> [Goal]: Transcribe the material below verbatim, reproducing every line without any change.

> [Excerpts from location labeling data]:
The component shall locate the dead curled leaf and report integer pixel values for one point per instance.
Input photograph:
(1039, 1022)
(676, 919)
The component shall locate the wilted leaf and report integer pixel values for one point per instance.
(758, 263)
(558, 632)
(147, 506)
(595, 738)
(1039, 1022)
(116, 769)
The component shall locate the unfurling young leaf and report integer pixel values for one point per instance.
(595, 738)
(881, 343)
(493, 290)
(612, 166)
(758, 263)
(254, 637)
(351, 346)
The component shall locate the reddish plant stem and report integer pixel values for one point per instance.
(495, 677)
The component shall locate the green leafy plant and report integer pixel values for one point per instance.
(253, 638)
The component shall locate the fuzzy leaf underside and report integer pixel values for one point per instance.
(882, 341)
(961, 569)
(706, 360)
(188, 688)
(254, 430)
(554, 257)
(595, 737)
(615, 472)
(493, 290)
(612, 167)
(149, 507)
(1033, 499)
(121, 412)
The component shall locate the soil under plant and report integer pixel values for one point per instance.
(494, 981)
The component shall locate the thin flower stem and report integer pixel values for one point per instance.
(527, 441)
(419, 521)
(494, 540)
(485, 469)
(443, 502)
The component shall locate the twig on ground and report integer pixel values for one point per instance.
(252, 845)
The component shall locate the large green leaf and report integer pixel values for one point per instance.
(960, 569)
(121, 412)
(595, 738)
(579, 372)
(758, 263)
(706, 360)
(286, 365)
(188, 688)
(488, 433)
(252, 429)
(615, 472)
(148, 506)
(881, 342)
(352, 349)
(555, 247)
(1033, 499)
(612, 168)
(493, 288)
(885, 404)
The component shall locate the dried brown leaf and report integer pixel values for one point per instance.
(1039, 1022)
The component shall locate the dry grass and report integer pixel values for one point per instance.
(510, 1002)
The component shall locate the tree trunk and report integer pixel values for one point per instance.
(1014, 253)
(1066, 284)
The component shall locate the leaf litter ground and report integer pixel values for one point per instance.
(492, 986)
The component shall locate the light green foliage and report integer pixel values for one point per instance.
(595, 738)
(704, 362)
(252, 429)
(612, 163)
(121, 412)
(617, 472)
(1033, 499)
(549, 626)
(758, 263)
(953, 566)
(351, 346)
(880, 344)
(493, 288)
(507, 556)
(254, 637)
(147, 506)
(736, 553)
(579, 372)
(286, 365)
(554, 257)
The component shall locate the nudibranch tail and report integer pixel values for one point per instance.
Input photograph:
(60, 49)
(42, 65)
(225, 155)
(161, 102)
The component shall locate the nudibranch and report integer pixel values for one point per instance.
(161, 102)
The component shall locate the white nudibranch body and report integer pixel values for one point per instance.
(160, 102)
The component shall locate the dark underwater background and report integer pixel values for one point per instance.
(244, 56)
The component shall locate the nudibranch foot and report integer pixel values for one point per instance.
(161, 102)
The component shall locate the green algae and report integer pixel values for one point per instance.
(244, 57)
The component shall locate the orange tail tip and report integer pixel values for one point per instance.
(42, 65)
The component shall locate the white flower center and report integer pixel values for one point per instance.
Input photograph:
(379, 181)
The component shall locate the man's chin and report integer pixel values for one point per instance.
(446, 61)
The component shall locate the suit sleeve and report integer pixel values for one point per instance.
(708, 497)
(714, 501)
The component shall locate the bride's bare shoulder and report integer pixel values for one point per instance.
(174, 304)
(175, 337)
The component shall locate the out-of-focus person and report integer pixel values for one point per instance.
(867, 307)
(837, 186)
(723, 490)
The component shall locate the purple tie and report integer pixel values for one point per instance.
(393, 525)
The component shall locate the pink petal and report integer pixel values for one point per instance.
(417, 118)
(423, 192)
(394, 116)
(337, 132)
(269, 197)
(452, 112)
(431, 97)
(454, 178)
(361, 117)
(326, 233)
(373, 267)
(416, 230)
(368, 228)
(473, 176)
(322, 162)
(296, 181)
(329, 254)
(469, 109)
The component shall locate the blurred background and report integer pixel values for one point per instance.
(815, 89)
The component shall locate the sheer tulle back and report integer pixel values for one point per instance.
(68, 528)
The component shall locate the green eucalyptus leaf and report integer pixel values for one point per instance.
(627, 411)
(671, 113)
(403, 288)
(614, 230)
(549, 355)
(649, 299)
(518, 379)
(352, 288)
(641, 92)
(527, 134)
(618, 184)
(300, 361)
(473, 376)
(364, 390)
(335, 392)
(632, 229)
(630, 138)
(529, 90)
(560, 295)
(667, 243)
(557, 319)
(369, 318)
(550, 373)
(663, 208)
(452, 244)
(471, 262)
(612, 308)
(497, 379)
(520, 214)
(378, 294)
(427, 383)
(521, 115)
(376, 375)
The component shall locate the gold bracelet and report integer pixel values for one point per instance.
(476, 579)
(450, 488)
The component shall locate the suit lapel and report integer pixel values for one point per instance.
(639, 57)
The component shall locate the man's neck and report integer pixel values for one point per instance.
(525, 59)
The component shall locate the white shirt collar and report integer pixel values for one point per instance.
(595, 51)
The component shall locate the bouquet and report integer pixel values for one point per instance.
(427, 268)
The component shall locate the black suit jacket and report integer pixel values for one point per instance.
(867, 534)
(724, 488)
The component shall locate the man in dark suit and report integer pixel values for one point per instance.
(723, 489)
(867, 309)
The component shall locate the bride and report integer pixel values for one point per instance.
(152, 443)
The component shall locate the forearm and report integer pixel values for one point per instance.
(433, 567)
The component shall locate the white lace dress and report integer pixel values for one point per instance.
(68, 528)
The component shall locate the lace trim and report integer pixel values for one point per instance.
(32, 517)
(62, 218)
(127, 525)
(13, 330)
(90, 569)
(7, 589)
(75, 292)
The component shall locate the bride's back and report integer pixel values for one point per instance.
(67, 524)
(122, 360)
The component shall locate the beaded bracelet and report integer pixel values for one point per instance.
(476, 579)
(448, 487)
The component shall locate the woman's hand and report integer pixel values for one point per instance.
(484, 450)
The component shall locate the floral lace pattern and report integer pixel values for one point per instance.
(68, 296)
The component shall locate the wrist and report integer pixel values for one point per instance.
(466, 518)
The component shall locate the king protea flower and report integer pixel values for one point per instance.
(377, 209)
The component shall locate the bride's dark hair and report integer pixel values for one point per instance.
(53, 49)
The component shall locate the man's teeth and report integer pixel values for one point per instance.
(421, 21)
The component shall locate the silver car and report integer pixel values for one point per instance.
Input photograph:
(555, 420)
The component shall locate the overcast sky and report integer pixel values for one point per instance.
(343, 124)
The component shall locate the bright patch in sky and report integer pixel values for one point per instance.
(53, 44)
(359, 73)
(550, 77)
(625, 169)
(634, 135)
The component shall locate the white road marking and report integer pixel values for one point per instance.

> [Answer for the task]:
The component shall locate the dead curled leaf and report integer pixel values for one point per instance.
Input photograph:
(1039, 1022)
(676, 919)
The component shall locate the wilted leaf and report integer pixel values for one point per instance.
(758, 263)
(558, 632)
(147, 506)
(595, 738)
(1039, 1022)
(116, 769)
The component shall locate the unfurling young leaf and report integer pixel values for one point per instance.
(595, 738)
(881, 343)
(493, 290)
(612, 166)
(758, 263)
(254, 637)
(351, 346)
The component shall locate the reddish plant stem and report integer pixel values for one point per instance.
(495, 677)
The component shall locate the green leafy plant and report integer pixel values for one point per instance.
(253, 638)
The component shall locate the fuzzy leaf underside and report integer pixel values for one point per instance.
(882, 341)
(961, 569)
(706, 360)
(188, 688)
(254, 430)
(554, 257)
(595, 737)
(615, 472)
(493, 290)
(612, 167)
(149, 507)
(1033, 499)
(121, 412)
The component shall locate the soil under plant and report integer pixel values for one point per instance.
(494, 981)
The component shall locate the thin flower stem and report integer pixel values for one point per instance.
(527, 441)
(419, 521)
(494, 540)
(485, 469)
(443, 502)
The component shall locate the twig on ground and report integer pixel values for one point per instance.
(252, 845)
The component shall locate the large green leaf and report integer pixel values for one point per instance.
(960, 569)
(121, 412)
(595, 738)
(579, 372)
(758, 263)
(706, 360)
(286, 365)
(188, 688)
(488, 433)
(252, 429)
(615, 472)
(148, 506)
(881, 342)
(352, 349)
(555, 247)
(1033, 499)
(612, 168)
(493, 288)
(885, 404)
The component shall locate the dried brown leaf and report integer pixel values for one point per instance.
(1039, 1022)
The component shall locate the dry grass and report integer pixel values for one point per instance.
(510, 1002)
The component shall locate the tree trunk and report integer pixel values for one point per instance.
(1014, 253)
(1066, 284)
The component shall locate the leaf litter ground and report integer pixel values for one point per instance.
(492, 986)
The component shall locate the light green foliage and report integer pixel values for one point per instance.
(595, 738)
(704, 362)
(252, 429)
(612, 163)
(121, 412)
(617, 472)
(1033, 499)
(549, 626)
(758, 263)
(953, 566)
(351, 346)
(880, 344)
(493, 288)
(507, 556)
(254, 637)
(147, 506)
(736, 553)
(579, 372)
(286, 365)
(554, 257)
The component shall locate the nudibranch tail and report integer pixel values for one point per instance.
Input photograph:
(60, 49)
(42, 65)
(225, 155)
(161, 102)
The component shall locate the nudibranch and report integer pixel values for one point per instance.
(161, 102)
The component shall locate the white nudibranch body and report integer pixel values for one point per instance.
(160, 102)
The component shall locate the dark underwater background and report integer pixel values for one point per instance.
(244, 56)
The component shall locate the nudibranch foot and report integer pixel values for one point per instance.
(161, 102)
The component shall locate the green algae and report integer pixel values for one point per instance.
(244, 57)
The component shall locate the orange tail tip and report integer pixel values for one point per instance.
(42, 65)
The component shall locate the white flower center and report integer pixel values for one point per instance.
Input photograph:
(379, 181)
The component shall locate the man's chin and report integer pixel values for one point per instance.
(446, 61)
The component shall locate the suit sleeve and report integer pixel values for one point per instance.
(708, 497)
(714, 501)
The component shall locate the bride's bare shoulder and report integer pixel values for one point per instance.
(174, 304)
(175, 337)
The component shall locate the out-of-focus person and report integer pixel values for one point per instance.
(867, 307)
(837, 186)
(723, 490)
The component shall locate the purple tie and report integer pixel values for one point per instance.
(393, 525)
The component shall locate the pink petal and report integer pixel values for one point per instance.
(417, 118)
(423, 192)
(394, 116)
(337, 132)
(269, 197)
(452, 112)
(431, 97)
(454, 178)
(361, 117)
(326, 233)
(373, 267)
(416, 230)
(368, 228)
(473, 176)
(322, 162)
(296, 181)
(329, 254)
(469, 109)
The component shall locate the blurred background and report integer pixel values for one point per instance.
(815, 89)
The component shall locate the sheer tulle back and report integer pixel values for one point per instance.
(68, 528)
The component shall locate the green eucalyptus leaf and report integer pixel values for one point per instance.
(627, 411)
(671, 113)
(403, 288)
(614, 230)
(549, 355)
(649, 299)
(518, 379)
(352, 288)
(641, 92)
(527, 134)
(618, 184)
(300, 361)
(473, 376)
(364, 390)
(335, 392)
(632, 229)
(630, 138)
(529, 90)
(560, 295)
(667, 243)
(557, 319)
(369, 318)
(550, 373)
(663, 208)
(452, 244)
(471, 262)
(612, 308)
(497, 379)
(520, 214)
(378, 294)
(427, 383)
(521, 115)
(376, 375)
The component shall locate the gold bracelet and report integer pixel values for one point per instance.
(476, 579)
(450, 488)
The component shall locate the suit lapel and report integer pixel values for one point per instance.
(639, 57)
The component shall locate the man's neck and report integer pixel values for one point per instance.
(525, 59)
The component shall locate the white shirt collar and report integer pixel values for one point per instance.
(595, 51)
The component shall locate the bouquet and report integer pixel values for one point per instance.
(427, 268)
The component shall locate the black suit jacket and report integer pixel values for one point per instance.
(867, 534)
(724, 488)
The component shall locate the man in dark suit and report integer pixel values for one point per instance.
(723, 489)
(867, 309)
The component shall locate the bride and report integer pixel values for one point per instance.
(152, 443)
The component shall locate the forearm and report integer pixel values for one point per instance.
(433, 567)
The component shall locate the white lace dress and report integer pixel values for one point per instance.
(68, 528)
The component shall locate the lace trim and report integer pixel values for one point per instance.
(32, 517)
(62, 218)
(127, 525)
(13, 330)
(90, 569)
(7, 589)
(75, 292)
The component shall locate the bride's back and report integer pixel values for one point per instance.
(67, 524)
(122, 360)
The component shall locate the beaded bracelet and report integer pixel values for one point per instance.
(476, 579)
(448, 487)
The component shall locate the woman's hand and report integer pixel values for one point per instance.
(484, 450)
The component shall locate the floral lace pattern and report integer pixel values for one point per instance.
(68, 296)
The component shall locate the wrist and report integer pixel values for one point per instance.
(466, 518)
The component shall locate the king protea flower and report integer pixel values for one point per instance.
(377, 209)
The component shall locate the bride's dark hair and report integer pixel values for one point per instance.
(53, 49)
The component shall locate the man's teeth and report integer pixel values for one point per instance.
(421, 21)
The component shall locate the silver car and report integer pixel values for one point per instance.
Input photograph:
(555, 420)
The component shall locate the overcast sky and report integer pixel values for one point per instance.
(343, 124)
The component shall locate the bright patch in sky and report integer pixel values for one point per instance.
(53, 44)
(359, 73)
(550, 77)
(625, 169)
(634, 135)
The component shall locate the white road marking and report integer pixel values for one point per instance.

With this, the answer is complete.